From the entries below, pull out each line that contains the word "hand".

RAW DATA »

================

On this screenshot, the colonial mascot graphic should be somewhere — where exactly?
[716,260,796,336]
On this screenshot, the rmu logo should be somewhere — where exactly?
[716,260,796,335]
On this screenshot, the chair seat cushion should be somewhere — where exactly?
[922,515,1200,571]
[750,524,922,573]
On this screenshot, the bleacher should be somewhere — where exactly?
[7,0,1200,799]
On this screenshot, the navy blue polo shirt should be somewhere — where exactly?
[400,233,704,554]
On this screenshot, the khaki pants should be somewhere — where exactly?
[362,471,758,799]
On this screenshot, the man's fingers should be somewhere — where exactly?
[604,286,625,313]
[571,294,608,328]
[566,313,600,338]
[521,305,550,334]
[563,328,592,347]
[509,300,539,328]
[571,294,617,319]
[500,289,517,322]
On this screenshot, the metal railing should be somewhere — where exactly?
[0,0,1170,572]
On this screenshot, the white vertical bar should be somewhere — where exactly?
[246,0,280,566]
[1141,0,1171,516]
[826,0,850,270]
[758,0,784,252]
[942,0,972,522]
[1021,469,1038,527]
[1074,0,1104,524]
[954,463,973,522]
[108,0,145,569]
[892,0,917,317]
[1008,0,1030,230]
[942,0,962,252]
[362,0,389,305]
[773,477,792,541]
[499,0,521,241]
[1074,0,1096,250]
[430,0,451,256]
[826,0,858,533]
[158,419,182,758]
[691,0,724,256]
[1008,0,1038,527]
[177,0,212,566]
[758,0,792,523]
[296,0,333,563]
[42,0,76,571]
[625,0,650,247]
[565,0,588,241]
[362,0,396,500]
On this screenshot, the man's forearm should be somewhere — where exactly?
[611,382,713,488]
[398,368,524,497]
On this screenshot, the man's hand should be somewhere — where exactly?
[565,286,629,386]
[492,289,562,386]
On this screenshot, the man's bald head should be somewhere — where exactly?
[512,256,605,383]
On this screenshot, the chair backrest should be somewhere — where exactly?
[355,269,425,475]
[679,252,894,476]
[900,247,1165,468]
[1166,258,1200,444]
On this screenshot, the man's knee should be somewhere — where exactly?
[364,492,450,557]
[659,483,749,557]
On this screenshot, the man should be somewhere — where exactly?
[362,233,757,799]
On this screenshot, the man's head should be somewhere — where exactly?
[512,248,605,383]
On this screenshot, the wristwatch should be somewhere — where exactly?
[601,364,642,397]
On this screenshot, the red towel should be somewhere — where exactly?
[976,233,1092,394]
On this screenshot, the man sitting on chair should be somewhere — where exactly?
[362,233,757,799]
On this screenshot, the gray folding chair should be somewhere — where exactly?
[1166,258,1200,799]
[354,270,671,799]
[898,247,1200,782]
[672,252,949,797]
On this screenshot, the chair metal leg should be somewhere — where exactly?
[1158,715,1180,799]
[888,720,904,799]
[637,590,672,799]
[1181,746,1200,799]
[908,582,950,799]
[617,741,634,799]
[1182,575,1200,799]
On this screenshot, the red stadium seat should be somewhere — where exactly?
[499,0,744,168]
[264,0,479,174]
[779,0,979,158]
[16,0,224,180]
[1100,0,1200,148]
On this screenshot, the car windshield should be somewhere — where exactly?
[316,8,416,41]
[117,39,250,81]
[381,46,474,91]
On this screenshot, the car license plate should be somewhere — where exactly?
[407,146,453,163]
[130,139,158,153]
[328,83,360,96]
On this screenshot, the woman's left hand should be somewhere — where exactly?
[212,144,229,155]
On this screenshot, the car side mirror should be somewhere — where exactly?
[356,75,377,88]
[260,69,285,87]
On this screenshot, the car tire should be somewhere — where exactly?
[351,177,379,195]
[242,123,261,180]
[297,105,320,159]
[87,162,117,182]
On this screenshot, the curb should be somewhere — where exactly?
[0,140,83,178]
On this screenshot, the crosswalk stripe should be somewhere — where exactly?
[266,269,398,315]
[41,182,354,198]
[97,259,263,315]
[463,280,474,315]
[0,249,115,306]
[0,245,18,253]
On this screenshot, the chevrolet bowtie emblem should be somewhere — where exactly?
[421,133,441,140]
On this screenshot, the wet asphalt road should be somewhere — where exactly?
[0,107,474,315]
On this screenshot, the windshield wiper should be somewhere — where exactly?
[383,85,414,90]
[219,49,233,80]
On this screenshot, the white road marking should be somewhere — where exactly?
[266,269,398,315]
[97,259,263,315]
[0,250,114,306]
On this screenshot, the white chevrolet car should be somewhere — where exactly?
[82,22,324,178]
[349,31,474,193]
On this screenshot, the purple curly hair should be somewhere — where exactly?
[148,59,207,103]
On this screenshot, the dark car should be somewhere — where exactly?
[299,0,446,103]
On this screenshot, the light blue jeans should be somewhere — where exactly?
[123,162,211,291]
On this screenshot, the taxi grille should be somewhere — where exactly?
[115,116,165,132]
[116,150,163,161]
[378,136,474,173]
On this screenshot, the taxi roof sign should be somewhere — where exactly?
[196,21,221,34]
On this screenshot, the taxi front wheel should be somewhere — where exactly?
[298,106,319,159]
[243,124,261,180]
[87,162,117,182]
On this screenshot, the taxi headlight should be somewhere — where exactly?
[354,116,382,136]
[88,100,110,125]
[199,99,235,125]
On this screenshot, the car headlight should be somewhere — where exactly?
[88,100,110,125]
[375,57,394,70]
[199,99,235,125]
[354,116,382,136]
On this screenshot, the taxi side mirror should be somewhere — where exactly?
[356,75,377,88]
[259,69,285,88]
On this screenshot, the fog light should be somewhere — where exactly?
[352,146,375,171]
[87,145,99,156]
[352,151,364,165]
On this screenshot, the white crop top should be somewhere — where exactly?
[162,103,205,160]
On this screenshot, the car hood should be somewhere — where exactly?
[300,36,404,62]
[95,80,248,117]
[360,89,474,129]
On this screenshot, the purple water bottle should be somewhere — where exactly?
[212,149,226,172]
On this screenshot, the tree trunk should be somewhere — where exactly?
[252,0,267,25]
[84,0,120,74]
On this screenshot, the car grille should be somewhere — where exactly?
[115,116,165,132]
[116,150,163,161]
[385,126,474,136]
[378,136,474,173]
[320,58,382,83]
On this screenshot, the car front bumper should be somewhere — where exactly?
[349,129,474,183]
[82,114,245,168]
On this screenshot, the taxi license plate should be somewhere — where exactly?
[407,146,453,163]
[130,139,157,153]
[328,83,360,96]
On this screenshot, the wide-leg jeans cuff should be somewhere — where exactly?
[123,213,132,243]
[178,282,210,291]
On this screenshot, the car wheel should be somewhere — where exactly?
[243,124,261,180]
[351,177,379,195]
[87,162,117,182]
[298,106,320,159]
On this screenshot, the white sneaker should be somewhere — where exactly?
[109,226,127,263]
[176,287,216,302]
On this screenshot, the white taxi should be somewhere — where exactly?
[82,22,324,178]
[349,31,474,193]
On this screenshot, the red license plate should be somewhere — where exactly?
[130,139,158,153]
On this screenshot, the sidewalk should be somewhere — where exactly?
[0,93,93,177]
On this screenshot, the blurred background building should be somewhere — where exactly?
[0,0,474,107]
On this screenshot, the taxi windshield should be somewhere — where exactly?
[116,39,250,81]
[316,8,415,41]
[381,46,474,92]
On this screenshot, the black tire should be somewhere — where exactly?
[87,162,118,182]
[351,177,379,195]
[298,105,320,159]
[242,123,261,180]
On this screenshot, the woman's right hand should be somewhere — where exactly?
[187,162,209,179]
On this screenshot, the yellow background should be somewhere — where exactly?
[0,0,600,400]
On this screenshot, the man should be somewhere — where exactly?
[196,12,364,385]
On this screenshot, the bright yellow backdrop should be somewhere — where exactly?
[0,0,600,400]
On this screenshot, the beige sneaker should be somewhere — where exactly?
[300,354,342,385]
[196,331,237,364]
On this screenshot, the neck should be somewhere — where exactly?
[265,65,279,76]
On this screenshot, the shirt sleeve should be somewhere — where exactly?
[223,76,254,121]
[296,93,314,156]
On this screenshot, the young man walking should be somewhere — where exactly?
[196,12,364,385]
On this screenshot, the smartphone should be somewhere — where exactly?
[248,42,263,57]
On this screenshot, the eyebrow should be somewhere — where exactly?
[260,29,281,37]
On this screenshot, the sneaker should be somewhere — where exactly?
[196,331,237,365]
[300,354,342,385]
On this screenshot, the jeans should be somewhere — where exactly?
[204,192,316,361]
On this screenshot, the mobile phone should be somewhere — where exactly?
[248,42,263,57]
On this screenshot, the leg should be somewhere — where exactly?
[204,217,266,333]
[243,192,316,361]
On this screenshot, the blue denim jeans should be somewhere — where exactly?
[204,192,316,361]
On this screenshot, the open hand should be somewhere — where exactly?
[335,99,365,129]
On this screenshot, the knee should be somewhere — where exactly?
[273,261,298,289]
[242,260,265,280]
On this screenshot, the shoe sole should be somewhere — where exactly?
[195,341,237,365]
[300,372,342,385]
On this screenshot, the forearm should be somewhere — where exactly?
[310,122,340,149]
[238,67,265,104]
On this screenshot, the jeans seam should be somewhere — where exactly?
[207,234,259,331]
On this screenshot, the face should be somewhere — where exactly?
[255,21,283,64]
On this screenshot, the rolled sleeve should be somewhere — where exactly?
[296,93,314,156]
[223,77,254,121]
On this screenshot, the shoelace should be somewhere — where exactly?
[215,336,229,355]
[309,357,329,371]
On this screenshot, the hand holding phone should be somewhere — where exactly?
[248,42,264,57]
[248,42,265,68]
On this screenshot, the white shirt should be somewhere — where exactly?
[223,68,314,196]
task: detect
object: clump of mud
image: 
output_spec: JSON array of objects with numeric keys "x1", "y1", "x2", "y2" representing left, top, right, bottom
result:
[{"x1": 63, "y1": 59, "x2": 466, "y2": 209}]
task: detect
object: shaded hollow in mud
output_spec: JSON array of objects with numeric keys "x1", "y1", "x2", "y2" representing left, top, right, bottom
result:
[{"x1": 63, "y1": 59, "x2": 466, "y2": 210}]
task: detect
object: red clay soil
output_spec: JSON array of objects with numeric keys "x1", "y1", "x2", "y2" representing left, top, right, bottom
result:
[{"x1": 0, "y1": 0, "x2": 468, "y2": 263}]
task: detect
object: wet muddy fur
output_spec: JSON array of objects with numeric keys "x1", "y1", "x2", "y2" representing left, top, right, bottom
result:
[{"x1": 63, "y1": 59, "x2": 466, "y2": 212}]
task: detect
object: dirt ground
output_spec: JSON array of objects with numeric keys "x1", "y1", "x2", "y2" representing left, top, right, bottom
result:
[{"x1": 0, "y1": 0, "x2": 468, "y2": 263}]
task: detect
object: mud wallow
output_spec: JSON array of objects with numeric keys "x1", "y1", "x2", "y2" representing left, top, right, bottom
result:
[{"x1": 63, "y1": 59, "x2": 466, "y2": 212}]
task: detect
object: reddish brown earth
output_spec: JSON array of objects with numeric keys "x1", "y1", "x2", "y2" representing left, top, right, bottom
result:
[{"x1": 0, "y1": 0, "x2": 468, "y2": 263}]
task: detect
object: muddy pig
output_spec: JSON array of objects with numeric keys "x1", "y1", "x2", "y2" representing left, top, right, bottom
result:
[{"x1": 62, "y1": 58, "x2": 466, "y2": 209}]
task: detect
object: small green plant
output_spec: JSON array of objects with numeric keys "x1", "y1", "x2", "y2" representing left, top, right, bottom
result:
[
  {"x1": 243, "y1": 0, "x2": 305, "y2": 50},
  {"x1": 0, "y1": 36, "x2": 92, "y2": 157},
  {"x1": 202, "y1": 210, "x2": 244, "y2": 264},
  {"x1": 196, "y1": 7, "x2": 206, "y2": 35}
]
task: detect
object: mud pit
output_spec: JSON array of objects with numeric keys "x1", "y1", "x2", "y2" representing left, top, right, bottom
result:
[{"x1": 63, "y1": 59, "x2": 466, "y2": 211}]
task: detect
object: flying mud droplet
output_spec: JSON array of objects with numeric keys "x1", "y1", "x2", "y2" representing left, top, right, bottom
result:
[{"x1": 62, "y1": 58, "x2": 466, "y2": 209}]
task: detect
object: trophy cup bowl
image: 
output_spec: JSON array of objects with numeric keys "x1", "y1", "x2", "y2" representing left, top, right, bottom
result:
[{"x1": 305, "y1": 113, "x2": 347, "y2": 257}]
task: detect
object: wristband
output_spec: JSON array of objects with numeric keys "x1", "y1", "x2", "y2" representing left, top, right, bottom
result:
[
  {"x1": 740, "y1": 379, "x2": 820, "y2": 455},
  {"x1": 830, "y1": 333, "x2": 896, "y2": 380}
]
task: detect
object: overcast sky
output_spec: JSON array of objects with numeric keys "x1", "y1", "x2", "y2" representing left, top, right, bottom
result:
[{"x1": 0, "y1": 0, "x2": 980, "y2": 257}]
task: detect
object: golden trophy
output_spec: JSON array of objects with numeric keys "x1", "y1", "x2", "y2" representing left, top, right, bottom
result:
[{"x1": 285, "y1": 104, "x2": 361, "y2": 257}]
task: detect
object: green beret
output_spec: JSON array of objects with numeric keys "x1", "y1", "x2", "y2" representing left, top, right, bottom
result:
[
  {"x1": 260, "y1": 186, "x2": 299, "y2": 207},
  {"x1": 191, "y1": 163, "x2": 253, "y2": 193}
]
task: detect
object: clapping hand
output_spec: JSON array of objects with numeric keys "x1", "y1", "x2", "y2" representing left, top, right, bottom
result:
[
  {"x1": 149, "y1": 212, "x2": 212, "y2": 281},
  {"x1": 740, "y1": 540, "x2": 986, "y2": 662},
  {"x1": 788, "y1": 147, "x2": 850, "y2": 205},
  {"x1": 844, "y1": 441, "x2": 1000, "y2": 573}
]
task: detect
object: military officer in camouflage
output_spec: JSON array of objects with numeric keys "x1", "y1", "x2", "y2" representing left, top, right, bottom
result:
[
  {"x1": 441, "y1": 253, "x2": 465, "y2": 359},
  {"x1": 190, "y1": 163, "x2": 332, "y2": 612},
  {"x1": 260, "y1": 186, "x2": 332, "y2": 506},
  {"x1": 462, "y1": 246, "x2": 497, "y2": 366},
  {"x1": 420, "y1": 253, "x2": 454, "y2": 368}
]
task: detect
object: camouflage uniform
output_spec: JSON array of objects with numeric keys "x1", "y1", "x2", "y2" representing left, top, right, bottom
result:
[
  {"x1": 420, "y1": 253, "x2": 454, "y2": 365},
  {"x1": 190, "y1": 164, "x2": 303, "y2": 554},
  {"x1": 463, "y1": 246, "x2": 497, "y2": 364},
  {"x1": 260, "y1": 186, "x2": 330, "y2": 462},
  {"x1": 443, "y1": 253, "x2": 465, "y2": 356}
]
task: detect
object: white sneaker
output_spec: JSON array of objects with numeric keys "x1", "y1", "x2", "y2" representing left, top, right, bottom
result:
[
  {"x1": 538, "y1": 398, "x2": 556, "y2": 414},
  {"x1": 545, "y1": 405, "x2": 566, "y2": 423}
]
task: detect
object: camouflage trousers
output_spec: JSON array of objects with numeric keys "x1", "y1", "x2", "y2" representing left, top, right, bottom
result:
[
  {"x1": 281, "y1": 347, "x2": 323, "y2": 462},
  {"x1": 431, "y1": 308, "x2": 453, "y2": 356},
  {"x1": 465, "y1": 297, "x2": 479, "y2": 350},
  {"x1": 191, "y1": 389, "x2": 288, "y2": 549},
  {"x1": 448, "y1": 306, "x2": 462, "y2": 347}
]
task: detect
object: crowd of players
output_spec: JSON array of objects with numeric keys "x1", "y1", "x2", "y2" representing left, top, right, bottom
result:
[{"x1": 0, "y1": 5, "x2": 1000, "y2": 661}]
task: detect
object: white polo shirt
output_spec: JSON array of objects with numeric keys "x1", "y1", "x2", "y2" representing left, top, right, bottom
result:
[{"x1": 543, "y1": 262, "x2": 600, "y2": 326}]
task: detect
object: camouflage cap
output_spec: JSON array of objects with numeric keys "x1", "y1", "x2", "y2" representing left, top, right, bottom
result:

================

WORKED ANSWER »
On this screenshot, the man's hand should be somewhere — where exactly?
On this screenshot, the woman's left hand should be somewhere — where exactly?
On this screenshot, the woman's right hand should be somewhere — where exactly?
On this screenshot, the open hand should be somewhere — where exactly?
On this screenshot, the hand holding phone should be somewhere — where exactly?
object: clapping hand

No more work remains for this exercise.